* _SELECTED EXTRACT_:
Khinchin inequality and Banach–Saks type properties in rearrangement-invariant spaces

Tom 191 / 2009

F. A. Sukochev, D. Zanin Studia Mathematica 191(2009), 101-122 MSC: 46E30, 46B20. DOI: 10.4064/sm191-2-1


We study the class of all rearrangement-invariant ($=\,$r.i.) function spaces $E$ on $[0,1]$ such that there exists $0< q< 1$ for which $ \Vert \sum_{k=1}^n\xi_k\Vert _{E}\leq Cn^{q}$, where $\{\xi_k\}_{k\ge 1}\subset E$ is an arbitrary sequence of independent identically distributed symmetric random variables on $[0,1]$ and $C>0$ does not depend on $n$. We completely characterize all Lorentz spaces having this property and complement classical results of Rodin and Semenov for Orlicz spaces $\exp(L_p)$, $p\ge 1$. We further apply our results to the study of Banach–Saks index sets in r.i. spaces.

* _REQUEST 1_: Begin at the row line that contains "Target: woman hiking" and continue through the last of the rows, including both ends. Rewrite those rows with each point coordinate scaled by 1.8 and rounded to a whole number, with halves rounded up, and leave the other lines as they are.

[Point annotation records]
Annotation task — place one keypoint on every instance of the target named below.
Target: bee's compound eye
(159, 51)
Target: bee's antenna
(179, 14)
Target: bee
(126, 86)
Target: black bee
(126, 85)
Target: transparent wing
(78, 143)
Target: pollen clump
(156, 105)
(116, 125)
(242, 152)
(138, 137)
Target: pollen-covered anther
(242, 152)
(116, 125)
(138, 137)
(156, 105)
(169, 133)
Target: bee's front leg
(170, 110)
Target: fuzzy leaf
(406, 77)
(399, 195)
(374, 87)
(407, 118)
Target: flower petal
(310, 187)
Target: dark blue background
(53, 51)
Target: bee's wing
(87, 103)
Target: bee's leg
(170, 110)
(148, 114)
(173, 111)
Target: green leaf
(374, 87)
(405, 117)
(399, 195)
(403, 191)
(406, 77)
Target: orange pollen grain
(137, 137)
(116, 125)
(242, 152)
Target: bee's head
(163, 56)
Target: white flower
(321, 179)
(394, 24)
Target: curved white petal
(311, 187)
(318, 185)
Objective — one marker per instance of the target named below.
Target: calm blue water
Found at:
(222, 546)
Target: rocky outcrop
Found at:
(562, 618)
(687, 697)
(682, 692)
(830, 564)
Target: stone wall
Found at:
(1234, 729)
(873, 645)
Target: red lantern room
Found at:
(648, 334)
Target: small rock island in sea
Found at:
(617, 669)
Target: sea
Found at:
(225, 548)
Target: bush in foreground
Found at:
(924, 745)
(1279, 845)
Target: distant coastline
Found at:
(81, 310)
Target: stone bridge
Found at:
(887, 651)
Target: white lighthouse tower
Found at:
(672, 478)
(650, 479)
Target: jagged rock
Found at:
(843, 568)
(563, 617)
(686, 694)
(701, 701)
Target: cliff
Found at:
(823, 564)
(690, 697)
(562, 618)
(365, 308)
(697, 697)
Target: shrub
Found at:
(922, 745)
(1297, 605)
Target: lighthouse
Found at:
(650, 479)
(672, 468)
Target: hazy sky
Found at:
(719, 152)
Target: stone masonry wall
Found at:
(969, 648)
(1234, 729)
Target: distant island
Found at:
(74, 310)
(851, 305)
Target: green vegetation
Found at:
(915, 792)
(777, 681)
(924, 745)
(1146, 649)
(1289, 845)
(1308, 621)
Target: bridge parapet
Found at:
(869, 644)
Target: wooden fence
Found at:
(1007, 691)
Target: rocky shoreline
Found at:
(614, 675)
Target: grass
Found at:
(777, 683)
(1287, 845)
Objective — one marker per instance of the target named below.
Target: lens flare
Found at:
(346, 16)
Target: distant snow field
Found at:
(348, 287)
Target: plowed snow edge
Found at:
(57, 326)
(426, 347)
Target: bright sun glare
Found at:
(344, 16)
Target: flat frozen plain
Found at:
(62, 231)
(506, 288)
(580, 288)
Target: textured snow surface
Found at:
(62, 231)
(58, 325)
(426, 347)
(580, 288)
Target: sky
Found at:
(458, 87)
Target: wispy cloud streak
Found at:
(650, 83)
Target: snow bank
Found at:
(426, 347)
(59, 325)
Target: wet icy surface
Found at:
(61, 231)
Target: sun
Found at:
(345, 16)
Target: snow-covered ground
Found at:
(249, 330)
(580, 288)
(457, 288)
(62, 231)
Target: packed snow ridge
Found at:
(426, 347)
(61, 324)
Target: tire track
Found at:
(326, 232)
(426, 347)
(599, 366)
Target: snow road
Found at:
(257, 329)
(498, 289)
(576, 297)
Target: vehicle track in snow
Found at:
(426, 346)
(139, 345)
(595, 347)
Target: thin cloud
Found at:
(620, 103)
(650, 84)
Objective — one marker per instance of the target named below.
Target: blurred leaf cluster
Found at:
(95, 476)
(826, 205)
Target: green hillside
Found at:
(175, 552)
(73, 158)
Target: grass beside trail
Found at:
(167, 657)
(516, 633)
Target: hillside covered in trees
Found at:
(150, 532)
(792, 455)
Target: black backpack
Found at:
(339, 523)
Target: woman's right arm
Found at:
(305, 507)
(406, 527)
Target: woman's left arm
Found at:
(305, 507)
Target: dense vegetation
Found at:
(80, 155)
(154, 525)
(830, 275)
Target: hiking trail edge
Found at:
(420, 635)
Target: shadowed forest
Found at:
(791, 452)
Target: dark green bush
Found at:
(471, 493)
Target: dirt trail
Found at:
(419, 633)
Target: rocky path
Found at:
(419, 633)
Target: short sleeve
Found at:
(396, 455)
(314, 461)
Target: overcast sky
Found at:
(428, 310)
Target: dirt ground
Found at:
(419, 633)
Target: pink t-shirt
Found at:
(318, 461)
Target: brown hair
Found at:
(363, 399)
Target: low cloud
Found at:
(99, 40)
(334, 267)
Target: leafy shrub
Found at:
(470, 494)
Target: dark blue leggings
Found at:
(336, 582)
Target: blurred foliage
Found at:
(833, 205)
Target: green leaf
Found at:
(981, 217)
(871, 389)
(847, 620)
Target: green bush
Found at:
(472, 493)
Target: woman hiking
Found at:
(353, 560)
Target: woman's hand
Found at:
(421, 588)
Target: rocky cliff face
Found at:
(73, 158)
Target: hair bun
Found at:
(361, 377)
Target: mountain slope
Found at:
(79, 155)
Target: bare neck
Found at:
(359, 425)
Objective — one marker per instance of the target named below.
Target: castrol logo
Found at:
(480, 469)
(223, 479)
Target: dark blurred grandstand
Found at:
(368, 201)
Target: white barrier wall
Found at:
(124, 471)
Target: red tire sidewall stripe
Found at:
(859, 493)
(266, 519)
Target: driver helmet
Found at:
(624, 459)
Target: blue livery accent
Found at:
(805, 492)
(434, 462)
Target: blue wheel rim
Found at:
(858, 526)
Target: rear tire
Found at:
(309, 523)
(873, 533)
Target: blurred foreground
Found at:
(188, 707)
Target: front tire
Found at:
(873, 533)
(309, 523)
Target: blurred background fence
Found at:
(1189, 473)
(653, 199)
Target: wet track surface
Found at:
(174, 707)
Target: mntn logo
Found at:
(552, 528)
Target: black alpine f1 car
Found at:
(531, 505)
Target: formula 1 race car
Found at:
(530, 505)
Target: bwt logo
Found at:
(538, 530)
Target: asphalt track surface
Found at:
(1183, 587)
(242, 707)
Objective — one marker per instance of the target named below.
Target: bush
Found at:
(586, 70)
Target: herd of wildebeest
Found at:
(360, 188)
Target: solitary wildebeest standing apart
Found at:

* _REQUEST 2_: Based on the abstract, decide whether each statement agrees with it, and answer yes or no with the deciding words quoted: (a) The spaces studied are function spaces on $[0,1]$. (b) The authors completely characterize all Orlicz spaces having the property. (c) The constant $C$ depends on $n$.

* _FINAL ANSWER 1_:
Target: woman hiking
Found at:
(635, 1008)
Target: woman's hand
Found at:
(758, 1058)
Target: rocky cliff face
Found at:
(131, 284)
Target: hair bun
Found at:
(650, 679)
Target: mountain slope
Found at:
(142, 279)
Target: bare neck
Found at:
(646, 765)
Objective — one marker per instance of the target named below.
Target: castrol logo
Found at:
(864, 844)
(401, 862)
Target: dark blurred grandstand
Found at:
(662, 362)
Target: white barrier wall
Found at:
(223, 848)
Target: red tire sidewall stripe
Found at:
(1546, 887)
(479, 934)
Target: driver helmet
Found at:
(1123, 826)
Target: blue livery accent
Found at:
(1449, 886)
(781, 832)
Target: blue wheel rim
Found at:
(1544, 947)
Target: rear tire
Found at:
(556, 941)
(1571, 959)
Target: blurred foreground
Found at:
(338, 1273)
Target: front tire
Found at:
(1571, 959)
(556, 941)
Target: blurred background fence
Found at:
(2140, 851)
(1175, 358)
Target: wet track surface
Found at:
(313, 1273)
Target: mntn logo
Found at:
(994, 950)
Target: black alpine f1 car
Found at:
(956, 909)
Target: formula 1 race car
Found at:
(954, 909)
Target: bwt logo
Found at:
(968, 954)
Target: asphalt track surface
Found at:
(2129, 1057)
(436, 1273)
Objective — one marker per instance of the target named below.
Target: bush
Found at:
(1055, 126)
Target: herd of wildebeest
Found at:
(648, 338)
Target: solitary wildebeest standing apart
Found at:

* _FINAL ANSWER 2_:
(a) Yes: "function spaces $E$ on $[0,1]$"
(b) No: "We completely characterize all Lorentz spaces having this property"
(c) No: "$C>0$ does not depend on $n$"